It is a film with a rather exaggerated, contrived (but humorous) plot. The pleasure to be derived from viewing it comes from its beautiful craftsmanship – the sumptuous cinematography and mise en scene – and the performances from its character actors.
Apart from George Clooney, who plays the excessively loquacious Ulysses Culpepper, I don’t think there’s a more important “character” than the music.
Indeed, it almost seems at times as if scenes were written to accompany the music rather than vice versa.
Many films are set in the urban environment where most of us live, and cities can also sometimes seem like characters, even playing major parts.
New York is as familiar to us as many Hollywood stars.
Its dangerous streets and ornate buildings, its parks and skyscrapers are used so often in film they are in danger of being typecast.
It’s a good thing it is such a versatile performer, sometimes sophisticated and alluring (Manhattan, Wall Street Moonstruck), sometimes dangerous and dishevelled (The French Connection, The King of New York).
The city saddled with playing desperate, depressed or just plain worn-out characters has got to be Detroit.
Once described as the place where the American Dream broke down in the rain and rusted, the Motor City is usually depicted as some kind of hell.
In 2002’s Narc, its grey, drab, joyless streets play a rather malevolent role. The human equivalent might be portrayed by Christopher Walken.
It is a ghoul, a dark-hearted thug from which its denizens are incapable of breaking free.
In Robocop, Detroit is depicted as something of a lawless playground for various pimps, thieves and other assorted criminals ripe for the intervention of the straight-laced cyborg policeman. Yet in 2002’s 8 Mile not even the gritty Motown streets can hold Eminem back from his rhyming’ destiny.
A city doesn’t have to be real to play a character, either.
Consider the metropolis of Dark City in the film of the same name, Gotham in Batman, the hamlet in Sleepy Hollow, or the unnamed city in Se7en.
None are in fact genuine cities, but if anything this only heightens their status as characters rather than mere living spaces. Their shadowy nooks, gothic spires and spooky lanes seem to be inhabited by a nasty sense of foreboding – as if the streets know something the human characters in the films are yet to learn.
The cinema landscape, in fact, features many non-flesh-and-blood characters in a range of guises.
A boat, a building and a computer played important roles in Titanic, Towering Inferno and 2001: A Space Odyssey, respectively.
On the meteorological side, the ocean stole the thunder in Master and Commander: the Far Side of the World, The Perfect Storm, and White Squall.
Backdraft may have featured Robert De Niro, Billy Baldwin and Kurt Russell, but the real star of the film was its many fiery tongues of flame.
In Twister a series of powerful gusts was the headline act.

[Saved entries]
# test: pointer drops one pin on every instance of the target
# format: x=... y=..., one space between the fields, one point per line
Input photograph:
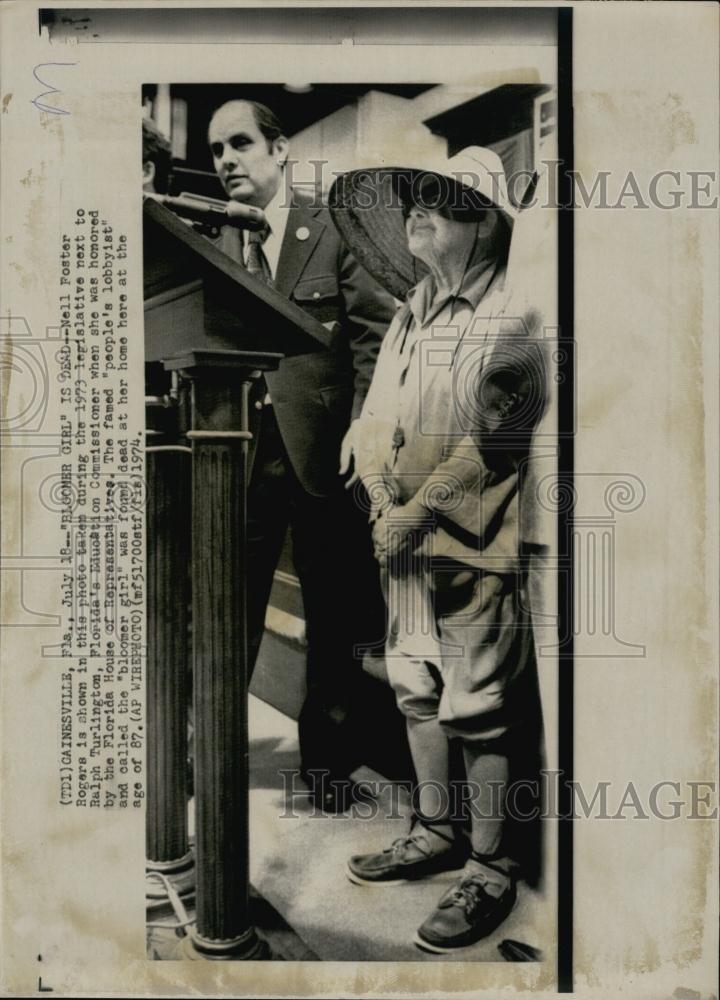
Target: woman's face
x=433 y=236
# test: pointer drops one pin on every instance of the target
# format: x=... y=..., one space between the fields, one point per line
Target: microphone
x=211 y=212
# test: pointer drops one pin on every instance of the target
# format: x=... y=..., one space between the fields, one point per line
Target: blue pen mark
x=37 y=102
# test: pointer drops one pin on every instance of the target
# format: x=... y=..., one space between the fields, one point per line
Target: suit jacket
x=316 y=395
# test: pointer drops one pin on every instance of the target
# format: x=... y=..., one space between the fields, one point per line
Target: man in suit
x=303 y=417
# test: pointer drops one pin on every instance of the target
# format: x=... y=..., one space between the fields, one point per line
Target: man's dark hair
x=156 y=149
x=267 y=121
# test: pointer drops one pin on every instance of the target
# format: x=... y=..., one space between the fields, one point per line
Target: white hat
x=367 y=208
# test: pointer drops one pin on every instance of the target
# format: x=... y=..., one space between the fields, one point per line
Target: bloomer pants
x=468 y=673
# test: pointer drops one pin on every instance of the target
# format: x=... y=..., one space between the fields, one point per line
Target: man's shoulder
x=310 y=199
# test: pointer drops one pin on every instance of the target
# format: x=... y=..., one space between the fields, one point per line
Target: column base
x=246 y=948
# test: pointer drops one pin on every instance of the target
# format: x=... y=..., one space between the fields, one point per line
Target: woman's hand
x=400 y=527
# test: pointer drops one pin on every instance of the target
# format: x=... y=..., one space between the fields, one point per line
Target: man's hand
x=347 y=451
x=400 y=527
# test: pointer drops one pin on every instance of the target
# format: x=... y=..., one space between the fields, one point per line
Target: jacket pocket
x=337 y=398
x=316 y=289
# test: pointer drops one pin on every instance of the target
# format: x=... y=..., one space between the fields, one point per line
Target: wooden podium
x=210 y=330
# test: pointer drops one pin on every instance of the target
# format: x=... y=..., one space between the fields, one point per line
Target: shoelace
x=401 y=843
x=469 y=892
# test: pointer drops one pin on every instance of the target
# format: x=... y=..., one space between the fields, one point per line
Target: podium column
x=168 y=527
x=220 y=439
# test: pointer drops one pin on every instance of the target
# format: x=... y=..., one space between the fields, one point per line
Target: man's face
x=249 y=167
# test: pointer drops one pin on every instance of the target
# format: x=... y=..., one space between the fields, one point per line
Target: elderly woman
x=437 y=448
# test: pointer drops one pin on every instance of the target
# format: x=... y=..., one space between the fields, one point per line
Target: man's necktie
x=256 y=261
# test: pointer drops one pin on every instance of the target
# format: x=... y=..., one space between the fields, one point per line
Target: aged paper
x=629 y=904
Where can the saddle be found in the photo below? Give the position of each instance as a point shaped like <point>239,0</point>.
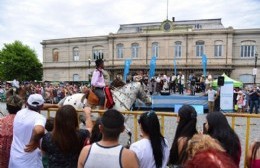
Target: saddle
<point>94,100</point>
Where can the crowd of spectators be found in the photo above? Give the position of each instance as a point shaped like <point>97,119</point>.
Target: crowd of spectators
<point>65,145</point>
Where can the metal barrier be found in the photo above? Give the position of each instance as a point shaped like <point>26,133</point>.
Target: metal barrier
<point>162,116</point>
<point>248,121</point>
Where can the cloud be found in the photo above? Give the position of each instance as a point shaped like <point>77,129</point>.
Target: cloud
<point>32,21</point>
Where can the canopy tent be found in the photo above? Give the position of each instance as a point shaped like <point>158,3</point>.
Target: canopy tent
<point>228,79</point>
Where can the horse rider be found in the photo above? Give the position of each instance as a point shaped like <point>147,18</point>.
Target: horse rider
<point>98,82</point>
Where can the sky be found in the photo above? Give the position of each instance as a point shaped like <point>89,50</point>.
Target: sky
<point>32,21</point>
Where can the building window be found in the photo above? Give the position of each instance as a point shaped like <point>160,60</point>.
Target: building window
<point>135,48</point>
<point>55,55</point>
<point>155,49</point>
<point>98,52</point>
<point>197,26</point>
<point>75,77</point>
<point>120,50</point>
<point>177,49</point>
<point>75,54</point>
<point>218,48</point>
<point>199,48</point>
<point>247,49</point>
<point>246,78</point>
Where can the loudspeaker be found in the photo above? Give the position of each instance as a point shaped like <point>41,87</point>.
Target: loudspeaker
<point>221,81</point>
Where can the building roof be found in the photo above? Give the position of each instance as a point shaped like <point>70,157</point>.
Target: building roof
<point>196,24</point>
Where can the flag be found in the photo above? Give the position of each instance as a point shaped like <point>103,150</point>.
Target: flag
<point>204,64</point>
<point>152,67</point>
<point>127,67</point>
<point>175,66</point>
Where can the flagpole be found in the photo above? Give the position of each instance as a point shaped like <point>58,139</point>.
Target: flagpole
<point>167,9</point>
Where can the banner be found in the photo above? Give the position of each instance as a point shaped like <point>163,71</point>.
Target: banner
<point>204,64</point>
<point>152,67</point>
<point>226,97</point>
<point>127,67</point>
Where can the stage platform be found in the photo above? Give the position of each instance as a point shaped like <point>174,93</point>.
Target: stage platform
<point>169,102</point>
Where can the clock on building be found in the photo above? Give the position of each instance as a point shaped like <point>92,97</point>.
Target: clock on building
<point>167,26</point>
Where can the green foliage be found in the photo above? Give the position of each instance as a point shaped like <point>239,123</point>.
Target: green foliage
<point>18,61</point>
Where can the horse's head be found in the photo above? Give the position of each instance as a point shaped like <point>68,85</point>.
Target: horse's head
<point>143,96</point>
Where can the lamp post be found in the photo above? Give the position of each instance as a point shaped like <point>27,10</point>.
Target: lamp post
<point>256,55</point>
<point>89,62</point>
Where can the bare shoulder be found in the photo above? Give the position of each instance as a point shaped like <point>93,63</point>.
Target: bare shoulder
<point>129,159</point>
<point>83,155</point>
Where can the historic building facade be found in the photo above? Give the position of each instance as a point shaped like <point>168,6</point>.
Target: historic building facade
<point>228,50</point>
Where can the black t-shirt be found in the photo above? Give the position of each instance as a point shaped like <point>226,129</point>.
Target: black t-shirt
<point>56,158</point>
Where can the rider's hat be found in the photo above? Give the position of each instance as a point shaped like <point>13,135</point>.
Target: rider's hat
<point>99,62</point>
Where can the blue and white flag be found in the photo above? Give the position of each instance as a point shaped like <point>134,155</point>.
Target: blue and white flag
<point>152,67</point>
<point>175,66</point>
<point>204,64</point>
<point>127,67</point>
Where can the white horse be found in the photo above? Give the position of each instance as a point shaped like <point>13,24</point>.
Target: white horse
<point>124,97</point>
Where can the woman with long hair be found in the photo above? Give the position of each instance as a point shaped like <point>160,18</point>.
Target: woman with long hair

QUESTIONS ▸
[1] List the films that the article on cities and settings in film gives as depicting Detroit.
[2] According to the article on cities and settings in film, what was the real star of Backdraft?

TASK-BY-TASK RESULTS ▸
[1]
Narc
Robocop
8 Mile

[2] Its many fiery tongues of flame.